## BEGIN Exercise material

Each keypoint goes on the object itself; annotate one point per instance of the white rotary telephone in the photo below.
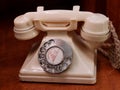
(63, 56)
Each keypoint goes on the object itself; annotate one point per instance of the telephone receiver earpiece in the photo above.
(24, 28)
(95, 28)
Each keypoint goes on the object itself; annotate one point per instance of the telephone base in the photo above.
(81, 71)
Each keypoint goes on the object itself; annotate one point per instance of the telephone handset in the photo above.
(63, 56)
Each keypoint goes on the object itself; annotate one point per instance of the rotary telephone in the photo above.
(63, 56)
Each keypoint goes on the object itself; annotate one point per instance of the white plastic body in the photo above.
(60, 24)
(82, 70)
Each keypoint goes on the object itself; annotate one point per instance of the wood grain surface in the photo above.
(13, 53)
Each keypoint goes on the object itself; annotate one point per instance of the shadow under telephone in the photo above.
(63, 56)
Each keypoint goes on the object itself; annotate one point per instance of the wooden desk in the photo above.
(12, 55)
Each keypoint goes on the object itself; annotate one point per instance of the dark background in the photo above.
(13, 8)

## END Exercise material

*Exercise directions*
Reproduce all of the records above verbatim, omitting any pictures.

*Result of this exercise*
Each keypoint goes on the object itself; annotate one point per instance of the white rotary telephone in the photo below.
(63, 56)
Each keypoint goes on the object itself; annotate one point per instance of the telephone receiver earpiece in the photo above.
(24, 28)
(95, 28)
Each keypoint goes on the object itself; annotate one point per instance of the telephone base in the photo above.
(81, 71)
Each keypoint goes on the object itself; annotate one point per instance of the telephone handset in the photo above.
(63, 56)
Each keypoint goes on the object itself; annotate one point per instance of the rotary telephone in the photo above.
(63, 56)
Each keypoint goes on the object itself; annotate one point per instance of the white plastic body in the photo above.
(60, 24)
(82, 70)
Each keypoint goes on the object itself; annotate one point per instance of the wood grain surface in the photo above.
(13, 53)
Each keypoint goes on the object itself; annotate one point per instance of the shadow under telephone in the photo above.
(63, 56)
Each keypoint goes on the object itself; annotate one point per instance of the wooden desk in the photo above.
(12, 55)
Each keypoint goes on the object itself; annotate one point per instance of the dark background in the photo above.
(13, 8)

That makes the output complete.